摘錄.
○ ○ ○ ○

2016q3 Homework2 (phonebook-concurrent)

contributed by <0140454>

資料閱讀

軟體開發現況

The Free Lunch Is Over: A Fundamental Turn Toward Concurrency in Software

過去
過去30年內，CPU Designer 從三大領域中提升執行效能，分別是「Clock Speed」、「Execution Optimization」以及「Cache」。
現在
但這幾年來，CPU Designer 為了榨乾 CPU 的效能，有可能利用激進的 Instruction Reordering，進而讓程式執行結果與預期的有所不同。

而在短期內，CPU 的效能增長來源將改為「Hyper-threading」、「Multi-core」以及「Cache」。
未來
因為在硬體設計上遇到了一些瓶頸，而 Cache 的部份越來越大，所以未來會朝向 Concurrency 的方向發展。

Concurrency 的優點是各執行緒之間的控制流程相互獨立，而缺點主要是在透顧 lock 來同步化時所需要的成本極高。

An Introduction to Lock-Free Programming

What is lock-free?
簡易的分辨流程：

lock-free 中的 lock 其實不是指 mutex 等等，而是指不會被鎖定。
Lock-free Programming Techniques
Atomic Operations
所謂的 atomic operation 即該操作在系統中是不可再繼續被分割的操作。

目前各平台都有提供相關的 API，如 Windows 下的 _InterlockedIncrement、iOS 下的 OSAtomicAdd32 以及 C++11 中的 std::atomic<int>::fetch_add。

但值得一提的是，C++11 的 atomic operation 並沒有保證他是 lock-free 的，所以必須透過 std::atomic<>::is_lock_free 來確認。
Compare-And-Swap
最被廣泛討論的 atomic operation 方法。過程就是「先從記憶體中讀取資料，若與預期的相同才將新的值寫入」。但必須要注意到 ABA Problem。
Sequential Consistency
在所有執行緒中，對記憶體的操作會依尋著特定的順序進行，而且也會與程式碼中的順序一樣。

Acquire and Release Semantics & Weak vs. Strong Memory Models

透過 Acquire and Release Semantics 來限制優化，讓記憶體相關操作必須在特定語句前後完成。

○ ○ ○ ○

資料集.
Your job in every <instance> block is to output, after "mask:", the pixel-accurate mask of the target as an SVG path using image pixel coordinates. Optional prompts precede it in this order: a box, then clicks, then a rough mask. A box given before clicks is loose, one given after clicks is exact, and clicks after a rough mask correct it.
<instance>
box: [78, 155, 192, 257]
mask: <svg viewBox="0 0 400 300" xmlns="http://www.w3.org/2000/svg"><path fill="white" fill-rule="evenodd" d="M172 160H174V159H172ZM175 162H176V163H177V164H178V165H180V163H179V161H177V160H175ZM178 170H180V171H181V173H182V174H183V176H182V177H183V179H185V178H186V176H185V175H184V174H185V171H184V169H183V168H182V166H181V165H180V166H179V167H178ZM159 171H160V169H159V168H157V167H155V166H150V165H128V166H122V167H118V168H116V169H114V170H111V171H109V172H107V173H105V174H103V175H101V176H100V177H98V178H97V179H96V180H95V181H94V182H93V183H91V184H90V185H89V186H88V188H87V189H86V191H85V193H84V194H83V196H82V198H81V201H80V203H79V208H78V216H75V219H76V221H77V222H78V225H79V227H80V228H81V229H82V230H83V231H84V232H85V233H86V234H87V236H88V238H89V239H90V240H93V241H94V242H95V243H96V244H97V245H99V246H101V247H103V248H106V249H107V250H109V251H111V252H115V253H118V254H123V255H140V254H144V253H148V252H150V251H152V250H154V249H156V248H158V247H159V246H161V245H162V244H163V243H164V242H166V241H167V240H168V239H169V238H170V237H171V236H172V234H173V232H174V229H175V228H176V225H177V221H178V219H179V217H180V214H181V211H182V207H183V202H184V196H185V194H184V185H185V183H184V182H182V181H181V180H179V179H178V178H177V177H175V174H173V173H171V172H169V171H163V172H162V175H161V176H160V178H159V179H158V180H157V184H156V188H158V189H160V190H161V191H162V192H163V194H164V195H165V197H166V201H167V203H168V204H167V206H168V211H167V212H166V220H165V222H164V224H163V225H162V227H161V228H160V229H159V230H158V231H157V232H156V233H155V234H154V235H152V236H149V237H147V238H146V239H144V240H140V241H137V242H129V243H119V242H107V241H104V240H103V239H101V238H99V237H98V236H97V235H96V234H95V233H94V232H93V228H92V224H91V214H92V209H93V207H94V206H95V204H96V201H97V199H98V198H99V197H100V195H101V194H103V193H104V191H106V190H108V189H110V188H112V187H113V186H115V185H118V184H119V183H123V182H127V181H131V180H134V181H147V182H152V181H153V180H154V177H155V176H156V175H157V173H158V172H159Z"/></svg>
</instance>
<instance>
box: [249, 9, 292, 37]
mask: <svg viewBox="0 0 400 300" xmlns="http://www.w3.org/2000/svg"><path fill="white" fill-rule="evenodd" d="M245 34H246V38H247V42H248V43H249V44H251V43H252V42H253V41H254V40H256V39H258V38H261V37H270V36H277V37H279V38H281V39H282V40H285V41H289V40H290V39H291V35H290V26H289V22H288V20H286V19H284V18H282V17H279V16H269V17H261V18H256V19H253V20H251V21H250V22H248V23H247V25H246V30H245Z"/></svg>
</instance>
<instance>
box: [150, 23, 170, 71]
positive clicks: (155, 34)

○ ○ ○ ○

運用資訊.
a - 請將摘錄中從「目前各平台都有提供相關的 API，如 Windows」到「的，所以必須透過 std::atomic<>::is_lock_free 來確認。」的這一段重新寫出，並把其中的「C++11」改名為「C++20」。
b - 請把紀錄從開頭起，到含有「box: [78, 155, 192, 257]」的那一行為止，排成編號清單，空行不列。

各題解答.
a -
目前各平台都有提供相關的 API，如 Windows 下的 _InterlockedIncrement、iOS 下的 OSAtomicAdd32 以及 C++20 中的 std::atomic<int>::fetch_add。

但值得一提的是，C++20 的 atomic operation 並沒有保證他是 lock-free 的，所以必須透過 std::atomic<>::is_lock_free 來確認。

b -
1. Your job in every <instance> block is to output, after "mask:", the pixel-accurate mask of the target as an SVG path using image pixel coordinates. Optional prompts precede it in this order: a box, then clicks, then a rough mask. A box given before clicks is loose, one given after clicks is exact, and clicks after a rough mask correct it.
2. <instance>
3. box: [78, 155, 192, 257]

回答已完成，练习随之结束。